■ Source excerpt
DSCI 571: Supervised Learning I

Welcome to DSCI 571, an introductory supervised machine learning course! In this course we will focus on basic machine learning concepts such as data splitting, cross-validation, generalization error, overfitting, the fundamental trade-off, the golden rule, and data preprocessing. You will also be exposed to common machine learning algorithms such as decision trees, K-nearest neighbours, SVMs, naive Bayes, and logistic regression using the scikit-learn framework.

2020-21 instructor: Varada Kolhatkar

Course Learning Outcomes

By the end of the course, students are expected to be able to:

describe supervised learning and identify what kind of tasks it is suitable for;
explain common machine learning concepts such as classification and regression, data splitting, overfitting, parameters and hyperparameters, and the golden rule;
identify when and why to apply data pre-processing techniques such as imputation, scaling, and one-hot encoding;
describe at a high level how common machine learning algorithms work, including decision trees, K-nearest neighbours, and naive Bayes;
use Python and the scikit-learn package to responsibly develop end-to-end supervised machine learning pipelines on real-- world datasets and to interpret your results carefully.

■ Supplied records
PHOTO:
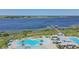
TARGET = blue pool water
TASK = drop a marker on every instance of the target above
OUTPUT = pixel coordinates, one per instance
(30, 42)
(75, 39)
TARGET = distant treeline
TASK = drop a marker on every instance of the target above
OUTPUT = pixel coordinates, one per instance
(37, 16)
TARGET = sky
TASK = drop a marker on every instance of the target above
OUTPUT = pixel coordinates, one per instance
(36, 12)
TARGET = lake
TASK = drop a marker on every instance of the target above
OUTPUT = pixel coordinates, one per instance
(35, 23)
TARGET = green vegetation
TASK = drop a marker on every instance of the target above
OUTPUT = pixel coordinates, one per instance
(6, 36)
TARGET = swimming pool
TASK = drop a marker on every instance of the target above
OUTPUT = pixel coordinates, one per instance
(74, 39)
(30, 42)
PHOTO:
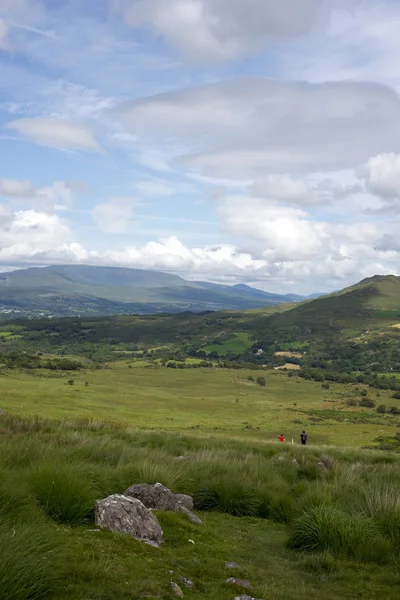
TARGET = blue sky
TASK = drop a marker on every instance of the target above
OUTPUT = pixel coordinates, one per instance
(254, 142)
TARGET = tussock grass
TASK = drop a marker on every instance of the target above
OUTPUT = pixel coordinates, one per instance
(64, 492)
(28, 567)
(349, 536)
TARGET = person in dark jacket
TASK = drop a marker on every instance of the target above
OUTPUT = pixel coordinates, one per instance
(303, 437)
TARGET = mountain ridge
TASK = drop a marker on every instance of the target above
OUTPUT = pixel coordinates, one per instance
(95, 290)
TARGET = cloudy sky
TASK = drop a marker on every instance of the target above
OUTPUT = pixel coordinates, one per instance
(234, 141)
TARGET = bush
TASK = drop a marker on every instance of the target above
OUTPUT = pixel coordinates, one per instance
(64, 492)
(28, 567)
(349, 536)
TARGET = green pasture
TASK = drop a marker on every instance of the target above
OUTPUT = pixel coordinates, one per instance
(146, 396)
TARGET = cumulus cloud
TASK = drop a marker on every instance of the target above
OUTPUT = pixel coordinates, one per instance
(382, 175)
(217, 30)
(115, 215)
(11, 187)
(56, 133)
(246, 129)
(28, 234)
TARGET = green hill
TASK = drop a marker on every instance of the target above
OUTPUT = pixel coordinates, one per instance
(87, 290)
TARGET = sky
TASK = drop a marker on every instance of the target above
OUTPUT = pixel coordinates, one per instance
(248, 142)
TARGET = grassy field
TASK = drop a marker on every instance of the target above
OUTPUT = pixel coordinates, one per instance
(205, 400)
(254, 502)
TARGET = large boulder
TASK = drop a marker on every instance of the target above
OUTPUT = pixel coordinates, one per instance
(128, 515)
(159, 497)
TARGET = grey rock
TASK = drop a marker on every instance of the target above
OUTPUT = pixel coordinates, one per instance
(186, 582)
(130, 516)
(159, 497)
(177, 590)
(239, 582)
(232, 566)
(244, 597)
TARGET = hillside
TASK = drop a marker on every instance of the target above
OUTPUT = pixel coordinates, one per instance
(87, 290)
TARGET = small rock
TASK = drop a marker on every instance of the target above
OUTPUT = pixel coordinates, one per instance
(177, 590)
(186, 582)
(128, 515)
(239, 582)
(244, 597)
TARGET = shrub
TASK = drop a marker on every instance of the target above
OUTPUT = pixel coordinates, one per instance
(28, 567)
(64, 492)
(347, 535)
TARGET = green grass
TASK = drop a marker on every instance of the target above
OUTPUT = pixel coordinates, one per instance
(238, 344)
(255, 501)
(202, 400)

■ Requirement 1
Answer these questions using the course description above.
(a) Who is listed as the 2020-21 instructor?
(b) Which Python package are students expected to use to build supervised machine learning pipelines?
(c) Which three data pre-processing techniques do the learning outcomes name?
■ Requirement 2
Reproduce the part of the records that opens with the line containing "TARGET = hillside" and runs through the end of the records, with both ends included.

■ Correct output 1
(a) Varada Kolhatkar
(b) scikit-learn
(c) Imputation, scaling, and one-hot encoding

■ Correct output 2
TARGET = hillside
TASK = drop a marker on every instance of the target above
OUTPUT = pixel coordinates, one per instance
(87, 290)
TARGET = small rock
TASK = drop a marker on every instance of the target above
OUTPUT = pixel coordinates, one per instance
(177, 590)
(186, 582)
(128, 515)
(239, 582)
(244, 597)
TARGET = shrub
TASK = drop a marker on every instance of the target above
OUTPUT = pixel coordinates, one per instance
(28, 567)
(64, 492)
(347, 535)
TARGET = green grass
TASK = drop a marker on every instance of the target above
OUTPUT = pixel coordinates, one per instance
(238, 344)
(255, 501)
(202, 400)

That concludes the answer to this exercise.